[Task description] How many lines of the listing below contain the word "tree"? Reply with the number alone.

[Information given]
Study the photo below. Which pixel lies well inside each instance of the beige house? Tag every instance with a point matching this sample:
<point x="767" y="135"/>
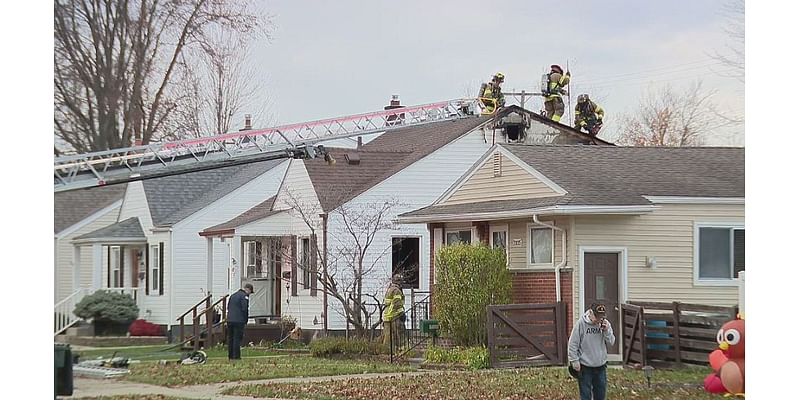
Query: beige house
<point x="610" y="224"/>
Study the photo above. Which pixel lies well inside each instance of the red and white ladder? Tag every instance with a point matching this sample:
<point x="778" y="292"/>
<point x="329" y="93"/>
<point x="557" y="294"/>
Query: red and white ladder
<point x="287" y="141"/>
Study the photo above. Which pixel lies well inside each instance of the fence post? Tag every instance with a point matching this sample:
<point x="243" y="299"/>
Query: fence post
<point x="676" y="328"/>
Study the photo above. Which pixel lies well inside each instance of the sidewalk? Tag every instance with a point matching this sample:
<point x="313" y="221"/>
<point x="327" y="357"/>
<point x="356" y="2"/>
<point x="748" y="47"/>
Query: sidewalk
<point x="87" y="387"/>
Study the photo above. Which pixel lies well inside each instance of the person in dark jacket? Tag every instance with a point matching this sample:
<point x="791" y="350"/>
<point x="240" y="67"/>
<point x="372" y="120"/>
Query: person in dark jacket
<point x="238" y="309"/>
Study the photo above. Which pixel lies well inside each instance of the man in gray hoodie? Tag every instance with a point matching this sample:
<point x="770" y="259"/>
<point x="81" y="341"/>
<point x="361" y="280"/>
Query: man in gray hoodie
<point x="587" y="351"/>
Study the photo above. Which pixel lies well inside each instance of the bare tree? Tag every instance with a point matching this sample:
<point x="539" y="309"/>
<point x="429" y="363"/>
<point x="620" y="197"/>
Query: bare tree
<point x="733" y="56"/>
<point x="347" y="270"/>
<point x="668" y="118"/>
<point x="116" y="63"/>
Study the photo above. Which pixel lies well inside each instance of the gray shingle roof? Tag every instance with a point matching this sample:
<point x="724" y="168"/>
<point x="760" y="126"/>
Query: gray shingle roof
<point x="618" y="176"/>
<point x="381" y="158"/>
<point x="72" y="206"/>
<point x="262" y="210"/>
<point x="484" y="207"/>
<point x="605" y="175"/>
<point x="130" y="228"/>
<point x="173" y="198"/>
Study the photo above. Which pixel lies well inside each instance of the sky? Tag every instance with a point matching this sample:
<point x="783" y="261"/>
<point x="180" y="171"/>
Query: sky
<point x="334" y="58"/>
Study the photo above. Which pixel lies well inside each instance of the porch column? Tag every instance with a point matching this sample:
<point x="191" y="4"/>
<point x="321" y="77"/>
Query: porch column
<point x="76" y="267"/>
<point x="209" y="264"/>
<point x="97" y="266"/>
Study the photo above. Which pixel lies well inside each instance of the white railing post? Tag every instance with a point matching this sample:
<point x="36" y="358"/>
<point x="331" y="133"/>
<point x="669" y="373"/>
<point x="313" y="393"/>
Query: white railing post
<point x="741" y="292"/>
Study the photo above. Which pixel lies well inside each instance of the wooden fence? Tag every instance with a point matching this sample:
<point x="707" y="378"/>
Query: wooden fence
<point x="522" y="335"/>
<point x="673" y="333"/>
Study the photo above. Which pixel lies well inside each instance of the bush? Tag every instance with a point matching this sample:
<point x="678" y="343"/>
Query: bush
<point x="107" y="306"/>
<point x="141" y="327"/>
<point x="327" y="347"/>
<point x="469" y="278"/>
<point x="470" y="357"/>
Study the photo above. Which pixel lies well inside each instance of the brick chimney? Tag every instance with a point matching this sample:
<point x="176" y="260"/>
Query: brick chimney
<point x="248" y="123"/>
<point x="394" y="119"/>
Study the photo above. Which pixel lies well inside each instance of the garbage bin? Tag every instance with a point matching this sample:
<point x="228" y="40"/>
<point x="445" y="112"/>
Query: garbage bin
<point x="63" y="369"/>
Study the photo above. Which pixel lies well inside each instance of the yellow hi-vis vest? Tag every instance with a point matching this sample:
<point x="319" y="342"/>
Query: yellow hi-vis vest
<point x="393" y="300"/>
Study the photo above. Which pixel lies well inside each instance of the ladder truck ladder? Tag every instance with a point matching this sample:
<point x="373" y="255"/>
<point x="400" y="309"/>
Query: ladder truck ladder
<point x="301" y="140"/>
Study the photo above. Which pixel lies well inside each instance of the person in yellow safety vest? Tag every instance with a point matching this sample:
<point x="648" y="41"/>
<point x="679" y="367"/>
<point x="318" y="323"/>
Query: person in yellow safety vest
<point x="491" y="94"/>
<point x="588" y="115"/>
<point x="393" y="313"/>
<point x="557" y="80"/>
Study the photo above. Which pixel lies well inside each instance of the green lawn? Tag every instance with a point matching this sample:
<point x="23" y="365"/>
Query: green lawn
<point x="535" y="383"/>
<point x="222" y="370"/>
<point x="164" y="352"/>
<point x="136" y="397"/>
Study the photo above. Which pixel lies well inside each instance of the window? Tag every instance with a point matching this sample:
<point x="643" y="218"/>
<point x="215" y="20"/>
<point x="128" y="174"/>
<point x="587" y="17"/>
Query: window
<point x="541" y="246"/>
<point x="455" y="237"/>
<point x="155" y="270"/>
<point x="405" y="260"/>
<point x="719" y="252"/>
<point x="305" y="261"/>
<point x="114" y="263"/>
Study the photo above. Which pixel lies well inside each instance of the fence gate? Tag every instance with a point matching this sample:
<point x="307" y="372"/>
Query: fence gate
<point x="523" y="335"/>
<point x="634" y="348"/>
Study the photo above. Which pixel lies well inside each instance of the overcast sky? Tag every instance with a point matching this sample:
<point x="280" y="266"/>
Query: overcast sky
<point x="333" y="58"/>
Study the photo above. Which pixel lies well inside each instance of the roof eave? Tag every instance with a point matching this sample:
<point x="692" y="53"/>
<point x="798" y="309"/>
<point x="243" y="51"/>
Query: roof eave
<point x="511" y="214"/>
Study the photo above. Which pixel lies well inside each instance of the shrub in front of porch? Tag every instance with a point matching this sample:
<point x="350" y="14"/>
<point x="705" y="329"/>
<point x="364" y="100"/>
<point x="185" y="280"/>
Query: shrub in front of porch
<point x="111" y="313"/>
<point x="469" y="278"/>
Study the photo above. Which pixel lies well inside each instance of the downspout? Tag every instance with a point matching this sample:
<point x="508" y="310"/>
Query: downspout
<point x="563" y="254"/>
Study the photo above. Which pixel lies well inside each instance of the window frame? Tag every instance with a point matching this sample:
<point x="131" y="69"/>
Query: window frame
<point x="731" y="226"/>
<point x="472" y="234"/>
<point x="115" y="270"/>
<point x="501" y="228"/>
<point x="419" y="259"/>
<point x="155" y="272"/>
<point x="528" y="257"/>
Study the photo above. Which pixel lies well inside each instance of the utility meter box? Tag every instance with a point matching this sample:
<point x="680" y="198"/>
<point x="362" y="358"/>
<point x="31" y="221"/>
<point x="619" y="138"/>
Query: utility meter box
<point x="429" y="326"/>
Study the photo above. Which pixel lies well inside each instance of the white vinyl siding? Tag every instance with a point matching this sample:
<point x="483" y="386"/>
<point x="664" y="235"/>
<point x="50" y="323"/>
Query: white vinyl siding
<point x="499" y="181"/>
<point x="667" y="235"/>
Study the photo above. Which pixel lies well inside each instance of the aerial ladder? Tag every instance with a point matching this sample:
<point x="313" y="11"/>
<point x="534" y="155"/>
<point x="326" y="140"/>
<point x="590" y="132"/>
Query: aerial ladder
<point x="302" y="141"/>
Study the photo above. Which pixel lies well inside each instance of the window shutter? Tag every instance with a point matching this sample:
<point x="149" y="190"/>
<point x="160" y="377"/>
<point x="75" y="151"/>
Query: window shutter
<point x="146" y="269"/>
<point x="108" y="265"/>
<point x="294" y="265"/>
<point x="160" y="268"/>
<point x="313" y="260"/>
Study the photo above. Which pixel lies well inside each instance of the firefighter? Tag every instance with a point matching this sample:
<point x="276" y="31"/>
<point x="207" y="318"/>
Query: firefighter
<point x="491" y="95"/>
<point x="393" y="313"/>
<point x="588" y="115"/>
<point x="552" y="89"/>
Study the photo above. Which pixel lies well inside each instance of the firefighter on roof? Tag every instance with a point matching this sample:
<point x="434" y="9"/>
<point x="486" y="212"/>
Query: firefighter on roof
<point x="491" y="94"/>
<point x="588" y="115"/>
<point x="553" y="84"/>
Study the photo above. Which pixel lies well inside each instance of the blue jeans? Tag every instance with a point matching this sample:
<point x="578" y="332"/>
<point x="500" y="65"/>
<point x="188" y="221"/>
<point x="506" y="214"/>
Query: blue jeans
<point x="592" y="382"/>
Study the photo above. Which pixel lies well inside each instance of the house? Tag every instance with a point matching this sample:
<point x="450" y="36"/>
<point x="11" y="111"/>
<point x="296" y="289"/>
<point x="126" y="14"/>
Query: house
<point x="151" y="249"/>
<point x="78" y="212"/>
<point x="406" y="168"/>
<point x="583" y="224"/>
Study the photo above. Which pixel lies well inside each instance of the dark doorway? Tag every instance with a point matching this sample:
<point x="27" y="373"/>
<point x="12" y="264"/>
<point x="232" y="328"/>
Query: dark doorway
<point x="601" y="284"/>
<point x="405" y="260"/>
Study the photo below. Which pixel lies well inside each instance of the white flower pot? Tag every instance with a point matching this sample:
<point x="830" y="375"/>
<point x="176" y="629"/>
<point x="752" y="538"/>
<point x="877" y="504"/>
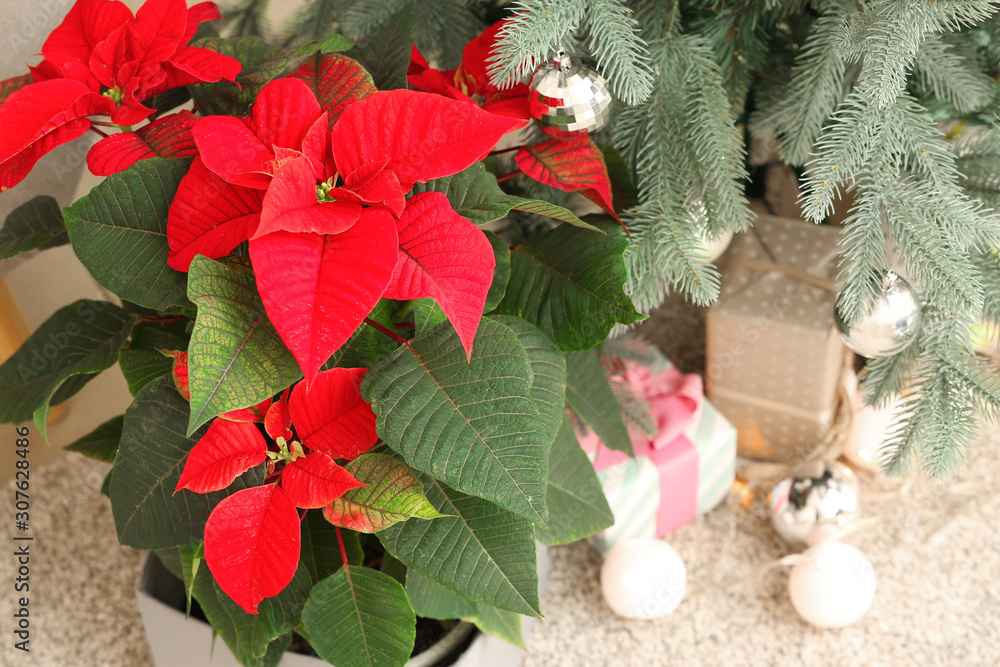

[Result for this exercise] 2